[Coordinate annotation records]
· · · · ·

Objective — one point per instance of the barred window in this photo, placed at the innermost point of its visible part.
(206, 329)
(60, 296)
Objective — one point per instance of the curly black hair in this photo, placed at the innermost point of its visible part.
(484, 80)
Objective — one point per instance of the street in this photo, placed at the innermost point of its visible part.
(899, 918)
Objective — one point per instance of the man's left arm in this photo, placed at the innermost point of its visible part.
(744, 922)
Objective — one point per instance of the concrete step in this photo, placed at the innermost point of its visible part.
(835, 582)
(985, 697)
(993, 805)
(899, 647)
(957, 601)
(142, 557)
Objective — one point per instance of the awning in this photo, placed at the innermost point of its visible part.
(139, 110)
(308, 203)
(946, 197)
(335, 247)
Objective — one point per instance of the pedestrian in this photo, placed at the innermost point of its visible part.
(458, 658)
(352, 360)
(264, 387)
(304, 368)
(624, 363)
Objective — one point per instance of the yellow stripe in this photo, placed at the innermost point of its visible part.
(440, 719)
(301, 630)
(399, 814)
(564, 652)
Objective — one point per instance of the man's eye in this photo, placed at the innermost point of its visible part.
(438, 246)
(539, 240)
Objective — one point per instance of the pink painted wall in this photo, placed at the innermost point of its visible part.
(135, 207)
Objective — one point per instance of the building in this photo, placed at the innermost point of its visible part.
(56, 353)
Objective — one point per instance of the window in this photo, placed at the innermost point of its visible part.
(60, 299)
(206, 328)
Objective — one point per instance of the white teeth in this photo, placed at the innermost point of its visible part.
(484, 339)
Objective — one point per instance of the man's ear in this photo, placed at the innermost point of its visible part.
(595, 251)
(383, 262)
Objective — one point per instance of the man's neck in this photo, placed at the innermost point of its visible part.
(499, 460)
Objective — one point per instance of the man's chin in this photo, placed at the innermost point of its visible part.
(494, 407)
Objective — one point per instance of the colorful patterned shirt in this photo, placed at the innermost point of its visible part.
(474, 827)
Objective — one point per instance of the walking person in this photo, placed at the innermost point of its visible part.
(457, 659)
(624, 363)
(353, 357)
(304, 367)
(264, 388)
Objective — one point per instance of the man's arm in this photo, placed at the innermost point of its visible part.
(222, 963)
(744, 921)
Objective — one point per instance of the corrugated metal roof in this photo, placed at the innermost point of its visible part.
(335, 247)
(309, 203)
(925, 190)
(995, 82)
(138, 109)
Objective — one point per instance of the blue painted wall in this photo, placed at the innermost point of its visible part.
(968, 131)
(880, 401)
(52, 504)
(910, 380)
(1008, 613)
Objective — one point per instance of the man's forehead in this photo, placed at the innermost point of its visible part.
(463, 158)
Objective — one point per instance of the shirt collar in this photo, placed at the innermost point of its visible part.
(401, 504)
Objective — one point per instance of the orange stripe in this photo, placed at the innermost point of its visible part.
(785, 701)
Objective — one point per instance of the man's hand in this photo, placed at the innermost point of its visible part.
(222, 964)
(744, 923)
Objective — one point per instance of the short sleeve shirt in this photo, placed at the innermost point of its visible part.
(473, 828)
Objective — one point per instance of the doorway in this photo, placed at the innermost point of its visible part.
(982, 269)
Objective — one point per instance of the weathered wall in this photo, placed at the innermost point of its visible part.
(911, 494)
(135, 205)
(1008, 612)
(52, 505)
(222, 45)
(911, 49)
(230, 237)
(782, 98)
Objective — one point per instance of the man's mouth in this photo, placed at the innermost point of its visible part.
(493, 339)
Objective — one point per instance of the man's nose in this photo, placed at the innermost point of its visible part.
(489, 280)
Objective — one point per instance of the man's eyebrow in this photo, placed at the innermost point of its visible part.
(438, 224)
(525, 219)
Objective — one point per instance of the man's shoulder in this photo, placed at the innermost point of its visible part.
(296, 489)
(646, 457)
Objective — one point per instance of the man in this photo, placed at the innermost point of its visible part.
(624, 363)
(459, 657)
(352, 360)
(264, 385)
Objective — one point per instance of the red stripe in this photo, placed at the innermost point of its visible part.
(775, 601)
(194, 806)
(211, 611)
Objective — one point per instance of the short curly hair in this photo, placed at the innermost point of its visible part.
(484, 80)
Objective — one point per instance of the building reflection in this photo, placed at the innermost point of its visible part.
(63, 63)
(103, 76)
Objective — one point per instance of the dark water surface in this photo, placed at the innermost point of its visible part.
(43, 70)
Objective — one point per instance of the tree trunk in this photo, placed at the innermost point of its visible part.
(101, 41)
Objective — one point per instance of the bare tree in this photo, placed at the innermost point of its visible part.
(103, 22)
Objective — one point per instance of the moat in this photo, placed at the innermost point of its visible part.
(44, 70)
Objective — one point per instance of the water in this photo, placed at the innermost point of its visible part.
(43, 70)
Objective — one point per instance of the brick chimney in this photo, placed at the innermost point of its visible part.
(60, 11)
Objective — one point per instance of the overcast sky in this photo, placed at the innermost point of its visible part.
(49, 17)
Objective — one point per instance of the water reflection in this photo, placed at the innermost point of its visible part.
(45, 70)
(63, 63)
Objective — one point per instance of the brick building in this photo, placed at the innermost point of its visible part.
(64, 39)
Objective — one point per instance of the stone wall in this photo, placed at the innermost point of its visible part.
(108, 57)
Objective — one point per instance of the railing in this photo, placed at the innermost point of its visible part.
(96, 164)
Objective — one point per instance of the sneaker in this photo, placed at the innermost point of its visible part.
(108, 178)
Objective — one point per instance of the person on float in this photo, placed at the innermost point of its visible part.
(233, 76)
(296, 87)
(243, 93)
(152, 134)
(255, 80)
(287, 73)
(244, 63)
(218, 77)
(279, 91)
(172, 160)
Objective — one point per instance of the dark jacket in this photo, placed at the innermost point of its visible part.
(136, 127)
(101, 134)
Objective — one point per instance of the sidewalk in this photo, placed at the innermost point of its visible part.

· · · · ·

Extract every entry in the listing word for word.

▶ _Answer to the problem_
Objective — one point per instance of the barred window in this photo, placed at the innermost point of its visible part.
(206, 329)
(60, 296)
Objective — one point per instance of the curly black hair in this photo, placed at the innermost point of its visible part.
(484, 80)
Objective — one point per instance of the street in this photo, placed at the innermost point of its visible part.
(899, 918)
Objective — one point per instance of the man's left arm in this photo, placed at the innermost point of its visible part.
(744, 922)
Objective — one point per instance of the concrete step in this photo, placed at the innermost point of its visible part.
(835, 582)
(985, 697)
(993, 805)
(899, 647)
(957, 601)
(142, 557)
Objective — one point per instance of the awning in this photo, placed at the innermost point of its visible part.
(139, 110)
(308, 203)
(946, 197)
(335, 247)
Objective — one point per instance of the pedestrian in this photo, placed at the innermost point of its visible part.
(458, 658)
(352, 360)
(264, 387)
(304, 368)
(624, 363)
Objective — one point per instance of the yellow stripe in this photo, placed at the innermost point of its visible part.
(440, 719)
(301, 630)
(399, 814)
(564, 652)
Objective — one point per instance of the man's eye in this photo, placed at the innermost point of its visible part.
(438, 246)
(539, 240)
Objective — one point per instance of the pink painted wall in this photo, placed at the innermost point of its visible part.
(135, 207)
Objective — one point per instance of the building in this photo, placed at the innermost point of its visible part.
(56, 353)
Objective — one point per instance of the window in this photo, placed at the innermost point of its visible part.
(60, 299)
(206, 328)
Objective — one point per instance of the white teeth in this photo, placed at the innermost point of its visible part.
(484, 339)
Objective — one point per instance of the man's ear in this photo, placed at the innermost point of its visible part.
(595, 251)
(383, 262)
Objective — one point per instance of the man's neck in this photo, placed at the innermost point of its visible part.
(499, 460)
Objective — one point per instance of the man's chin in this photo, placed at the innermost point of its visible part.
(494, 407)
Objective — one point per instance of the colorful patterned shirt in this photo, placed at the innermost point of its visible part.
(474, 827)
Objective — one point per instance of the walking person in this photo, placed at the innermost point of its visible part.
(457, 659)
(624, 363)
(353, 357)
(304, 367)
(264, 388)
Objective — one point per instance of the man's arm in this photo, placed at the innermost point of its visible part.
(222, 963)
(744, 921)
Objective — one point per instance of the corrugated metal roof in this photo, placed at the innermost point of its visible part.
(335, 247)
(309, 203)
(925, 190)
(995, 82)
(138, 109)
Objective — one point per instance of the blue painted wall in this photo, placed at the innermost point of its visible part.
(968, 131)
(880, 401)
(52, 504)
(910, 380)
(1008, 613)
Objective — one point per instance of the man's forehead in this photo, placed at the innermost point of its visible part.
(463, 158)
Objective — one point per instance of the shirt collar in this photo, placed at the innermost point of its visible part.
(401, 504)
Objective — one point per instance of the orange stripe in this photo, placed at the innermost point of its visible part.
(785, 701)
Objective — one point per instance of the man's hand in this photo, placed at the innermost point of its visible part.
(222, 964)
(744, 923)
Objective — one point per instance of the short sleeve shirt in this photo, placed at the innermost point of its visible part.
(473, 828)
Objective — one point per instance of the doorway in this photo, placed at the innermost point of its visible part.
(982, 269)
Objective — one point per instance of the weathered wall in this photo, placed at the innermost point of its visible part.
(911, 494)
(135, 205)
(1008, 612)
(52, 505)
(222, 45)
(911, 49)
(230, 237)
(782, 98)
Objective — one point per instance of the man's mouth in this photo, placed at the innermost point of its visible part.
(493, 339)
Objective — one point per instance of the man's nose in this photo, placed at the innermost point of its visible part.
(489, 280)
Objective — one point per instance of the man's eyebrow in this photo, placed at the innermost point of its visible part.
(438, 224)
(525, 219)
Objective — one point per instance of the man's shoulder in this photo, placed at the innermost point of its visible part.
(296, 489)
(646, 457)
Objective — one point per instance of the man in this photo, placed at the innermost point of its visible part.
(624, 363)
(459, 657)
(352, 360)
(264, 385)
Objective — one point per instance of the red stripe in this photo, placed at the innermost point of its visible part.
(775, 601)
(194, 806)
(211, 611)
Objective — one point per instance of the short curly hair in this photo, placed at the innermost point of its visible part.
(484, 80)
Objective — one point per instance of the building reflection in this photo, placed at the innermost point of its visible part.
(63, 63)
(103, 76)
Objective — one point per instance of the dark water surface in this photo, placed at the innermost point of its visible part.
(43, 70)
Objective — one point per instance of the tree trunk in this photo, placed at the innermost point of its visible part.
(101, 41)
Objective — one point per instance of the bare tree in this photo, placed at the innermost point of its visible part.
(103, 22)
Objective — one point per instance of the moat in this photo, placed at the innermost point of its visible part.
(44, 70)
Objective — one point per instance of the water in this photo, placed at the innermost point of its visible part.
(43, 70)
Objective — one point per instance of the brick chimney in this photo, placed at the innermost point of its visible part.
(60, 11)
Objective — one point per instance of the overcast sky in this photo, placed at the innermost point of its visible part.
(49, 17)
Objective — one point per instance of the water reflection in this photo, placed at the innermost point of its visible part.
(45, 70)
(63, 63)
Objective — one point per instance of the brick building in this photo, placed at the innermost point of its visible part.
(64, 39)
Objective — one point per instance of the stone wall in this photo, placed at the innermost point of its visible part.
(108, 57)
Objective — one point per instance of the railing in this photo, placed at the innermost point of its visible part.
(96, 164)
Objective — one point per instance of the sneaker in this photo, placed at the innermost point of its visible part.
(108, 178)
Objective — one point per instance of the person on float in this photo, placed at the innermost point of its visible part.
(233, 76)
(296, 87)
(243, 93)
(152, 134)
(255, 80)
(287, 73)
(244, 63)
(218, 77)
(279, 91)
(172, 160)
Objective — one point per instance of the dark jacket in this photo, placed at the innermost point of its visible part.
(136, 127)
(101, 134)
Objective — one point per instance of the sidewalk in this photo, placed at the innermost point of its visible part.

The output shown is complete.